[Pedido feito] Continue o texto sobre os problemas de internet na rede com roteador TP-Link a partir da última frase mostrada.

[Texto exibido]
——————————

#  > Telecomunicações >  > TP-Link >  >  Roteamento + Rede Cisco - 3COM - Problemas na internet Tplink

## Dhytechno

Bom dia meu caros, estou na duvida em um novo roteador um Cisco ou montar um CleanOS , sou adm da rede aonde trabalho ultimamente estou com muitos problemas na internet devido o Tp link 941ND , fazer o roteamento, fornecer o dhcp, e ainda uso para bloqueios de sites.

Minha rede é assim, Net 20 megas - Tplink Roteando Dhcp - Dns - Bloqueio de sites , dele vai para um 3COM 48P Gigalan , e sai para 35 computadores por cato Cat5 Gigalan , e mais abaixo tenho um Cisco 24 que recebe desse 3COM e fornece para mais uns 8 micros e mais umas 10 copiadoras HP.

——————————

[Dados fornecidos]
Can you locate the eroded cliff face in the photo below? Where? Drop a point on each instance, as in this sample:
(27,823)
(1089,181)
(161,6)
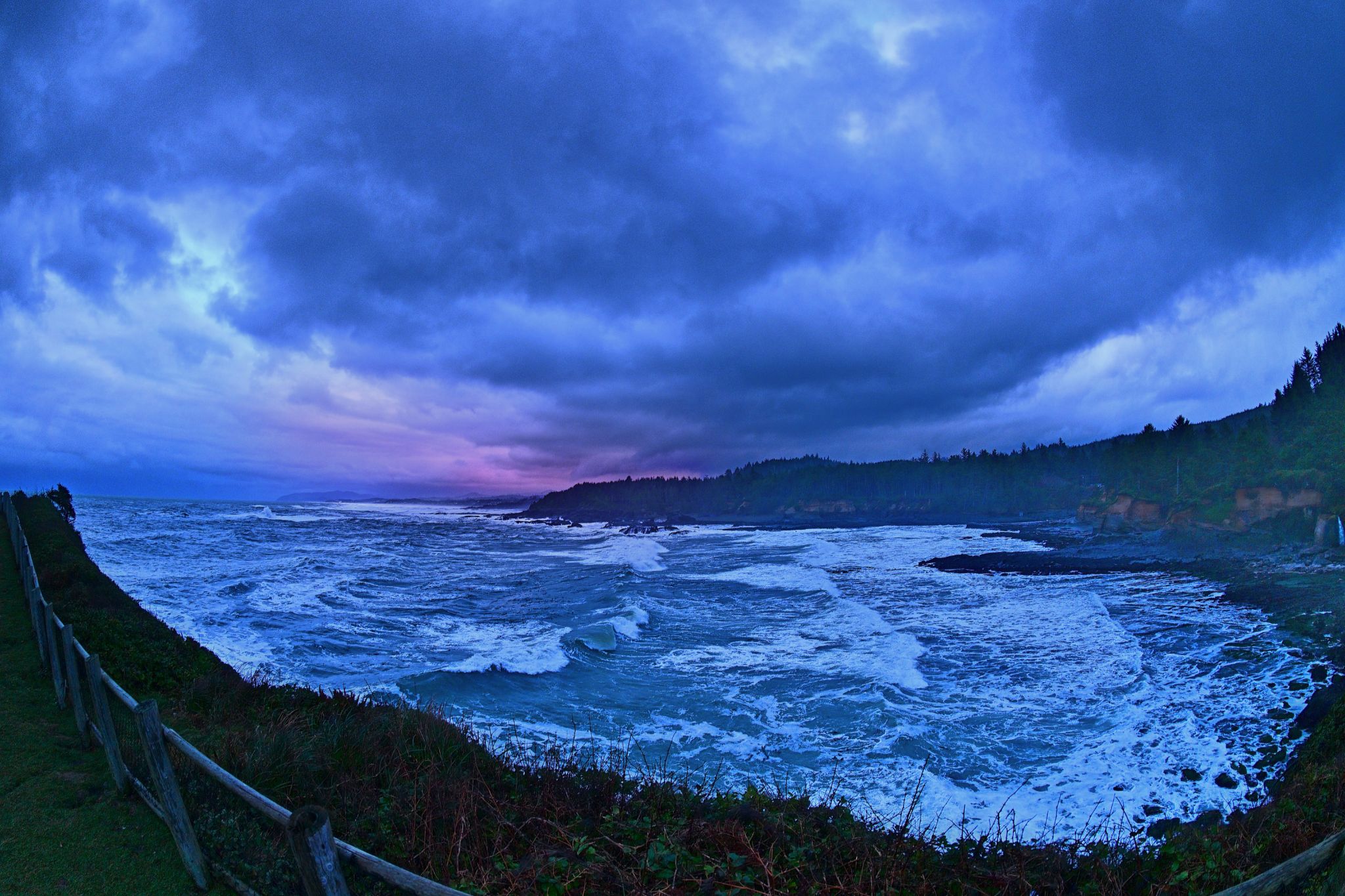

——————————

[Resposta]
A rede esta perfeita, porem a internet fica oscilando a toda hora, começei a tirar do Tplink algumas funçoes e foi melhorando mais ainda esta horrivel rs, já é o segundo TPLINK do mesmo modelo se eu testar o link antes dele 21 megas, apos ele 11 , 3, 19 muito relativo.

Enfim , mikrotik acredito que vou apanhar um pouco pois não tenho tanto conhecimento, então estava pensado em por o ClearOs em um micro ou comprar um roteador cisco e um firewall usadainho pra fazer os bloqueios dos sites.


Ou hoje em dia tem alguma solução melhor ou um aprouter ?

----------


## naldo864

um servidor myauth 3 com cache cabia certinho pra voce e melhorava bem a rede e não custaria muito pra implantar .mikrotik tambem so que suporte so do site .não estou vendendo myauth não tenho nada com a empresa e so uma dica se quiser tambem um simples coiote linux bem configurado e melhor que qualquer roteadorzinho e free.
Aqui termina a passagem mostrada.